Data records:
■ ■ ■ ■ ■

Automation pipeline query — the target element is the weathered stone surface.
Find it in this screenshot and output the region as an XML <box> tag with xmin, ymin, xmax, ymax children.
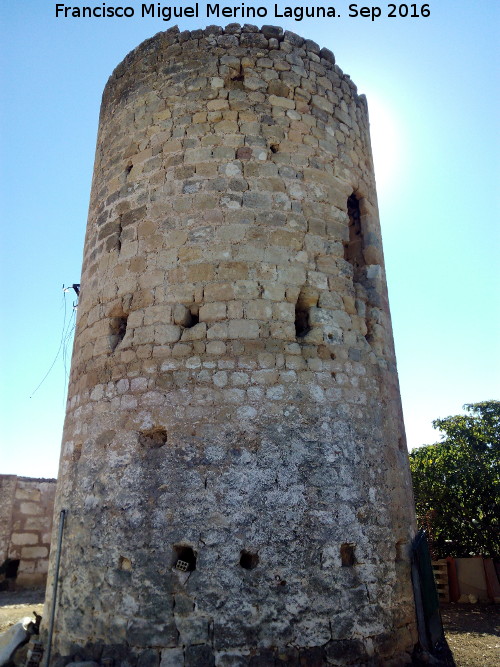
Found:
<box><xmin>137</xmin><ymin>649</ymin><xmax>161</xmax><ymax>667</ymax></box>
<box><xmin>159</xmin><ymin>648</ymin><xmax>184</xmax><ymax>667</ymax></box>
<box><xmin>185</xmin><ymin>644</ymin><xmax>215</xmax><ymax>667</ymax></box>
<box><xmin>43</xmin><ymin>25</ymin><xmax>417</xmax><ymax>666</ymax></box>
<box><xmin>0</xmin><ymin>475</ymin><xmax>56</xmax><ymax>590</ymax></box>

■ ■ ■ ■ ■

> [TASK OBJECTIVE]: Copy the records above exactly. Do not carry any picture into the copy.

> [EXERCISE ANSWER]:
Automation pipeline query — the target element is the weathered stone surface.
Find it in this screenshot and output the region as an XML <box> tag with xmin, ymin, xmax, ymax children.
Found:
<box><xmin>137</xmin><ymin>649</ymin><xmax>161</xmax><ymax>667</ymax></box>
<box><xmin>159</xmin><ymin>648</ymin><xmax>184</xmax><ymax>667</ymax></box>
<box><xmin>185</xmin><ymin>644</ymin><xmax>215</xmax><ymax>667</ymax></box>
<box><xmin>43</xmin><ymin>25</ymin><xmax>417</xmax><ymax>666</ymax></box>
<box><xmin>0</xmin><ymin>475</ymin><xmax>56</xmax><ymax>590</ymax></box>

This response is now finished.